PAGE TEXT |
********************

With a few rare exceptions, Profound Lore generally pushes the extremes of whatever genre they release and deliver superb examples of anything they touch (Profundi, Wold, The Angelic Process, Alcest, Asunder, Cobalt, Nadja). And while, not ‘extreme’ per say, Amber Asylum’s fifth album, pushes the limits and boundaries of the neo-goth/classical genre with a simply awe inspiring album of elegantly somber and hypnotically depressive music.
As most of you know Amber Asylum is the brainchild of Kris Force, who has recorded with such luminaries as Swans and Neurosis, and for this album is assisted by Liz Allbee, John Cobbett (Ludicra, Slough Feg, Hammers of Misfortune), Rosalind Gratz, Jackie Perez Gratz (Grayceon, Asunder, Giant Squid), Tim Green, Eric Peterson, Sarah Schaffer and Lorraine Rath. The end result is a delicate, ebbing album of acoustic textures, string accompaniments, ethereal female vocals and a mood of despondent beauty than will engulf you and mesmerize you into a transcendental world of evocative ambience.

********************

WRITTEN INSTRUCTION 1 |
Answer these questions from the Amber Asylum review, one per line.
(a) Which of Amber Asylum's albums does the review discuss?
(b) Whose brainchild is Amber Asylum?
(c) Which bands are listed in parentheses after John Cobbett's name?
WRITTEN INSTRUCTION 2 |
The Amber Asylum review says this album is "not 'extreme' per say." Using the review's own reasoning, explain in one to three sentences why it still matches Profound Lore's habit of pushing genres to their extremes.
WRITTEN INSTRUCTION 3 |
Resume the Amber Asylum review right after its final sentence, keeping its tone.
The lines after this review are separate material.

STORED RECORDS |
********************

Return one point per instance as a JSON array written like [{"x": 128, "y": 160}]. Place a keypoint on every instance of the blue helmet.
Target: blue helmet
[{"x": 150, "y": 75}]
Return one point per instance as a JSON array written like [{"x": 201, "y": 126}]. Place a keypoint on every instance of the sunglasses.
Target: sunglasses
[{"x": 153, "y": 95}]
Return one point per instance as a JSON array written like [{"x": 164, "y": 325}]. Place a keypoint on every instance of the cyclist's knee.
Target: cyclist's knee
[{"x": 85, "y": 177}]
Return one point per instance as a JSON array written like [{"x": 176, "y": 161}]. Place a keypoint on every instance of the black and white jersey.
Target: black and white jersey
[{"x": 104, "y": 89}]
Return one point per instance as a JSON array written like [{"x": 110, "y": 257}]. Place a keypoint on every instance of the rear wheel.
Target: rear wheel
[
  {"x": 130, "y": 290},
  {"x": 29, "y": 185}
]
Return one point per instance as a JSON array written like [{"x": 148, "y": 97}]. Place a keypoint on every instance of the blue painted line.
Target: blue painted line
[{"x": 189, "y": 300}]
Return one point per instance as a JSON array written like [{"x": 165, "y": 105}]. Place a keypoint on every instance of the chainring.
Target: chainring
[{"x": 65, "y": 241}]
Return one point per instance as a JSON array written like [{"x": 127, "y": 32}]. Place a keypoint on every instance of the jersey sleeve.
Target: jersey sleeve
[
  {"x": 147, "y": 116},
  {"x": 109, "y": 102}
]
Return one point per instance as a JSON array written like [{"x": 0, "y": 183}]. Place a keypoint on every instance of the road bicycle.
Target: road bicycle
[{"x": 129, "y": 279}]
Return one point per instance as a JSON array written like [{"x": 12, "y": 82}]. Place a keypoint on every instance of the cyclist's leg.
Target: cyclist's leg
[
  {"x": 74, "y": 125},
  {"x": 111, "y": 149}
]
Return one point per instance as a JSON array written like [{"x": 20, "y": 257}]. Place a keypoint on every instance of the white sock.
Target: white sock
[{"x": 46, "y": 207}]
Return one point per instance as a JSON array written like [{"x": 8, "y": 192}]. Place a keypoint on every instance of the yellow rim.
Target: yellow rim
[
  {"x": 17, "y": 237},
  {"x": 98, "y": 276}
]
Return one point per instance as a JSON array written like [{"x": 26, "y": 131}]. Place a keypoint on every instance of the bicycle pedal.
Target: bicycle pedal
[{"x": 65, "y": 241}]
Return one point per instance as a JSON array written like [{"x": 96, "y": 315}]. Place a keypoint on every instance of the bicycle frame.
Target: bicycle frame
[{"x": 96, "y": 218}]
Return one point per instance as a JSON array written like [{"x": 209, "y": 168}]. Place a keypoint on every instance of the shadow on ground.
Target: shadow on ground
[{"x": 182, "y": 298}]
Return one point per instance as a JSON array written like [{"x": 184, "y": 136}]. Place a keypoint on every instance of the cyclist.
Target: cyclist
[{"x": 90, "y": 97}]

********************

FINAL ANSWER 1 |
(a) The band's fifth album.
(b) Kris Force.
(c) Ludicra, Slough Feg, and Hammers of Misfortune.

FINAL ANSWER 2 |
Profound Lore generally pushes the extremes of whatever genre it releases. This album is not extreme, but it pushes the limits and boundaries of the neo-goth/classical genre with awe-inspiring music that is elegantly somber and hypnotically depressive.

FINAL ANSWER 3 |
Not an album to dissect track by track, Still Point is one of those high art albums that requires a certain mood or frame of mind; a dusky forest in the fall, a black velvet curtained room lit only by candles or a stark castle chamber; anything to absolve you of all thought and stimuli and allow say the introspective shimmer of “Diminishing Returns”, the cover of Richard Thompson’s “The Great Valerio” or the sadness drenched “North” to lull you into a melancholic slumber.
While Amber Asylum would be a more perfect fit on say Prophecy Productions of Equilibrium Music, they are right at home of Profound Lore who seem to at any time deliver the elite of a chosen genre, and in the annals of the ambient/ neo folk/classical genre, Amber Asylum stand alone; despondent, dolorous, brilliant.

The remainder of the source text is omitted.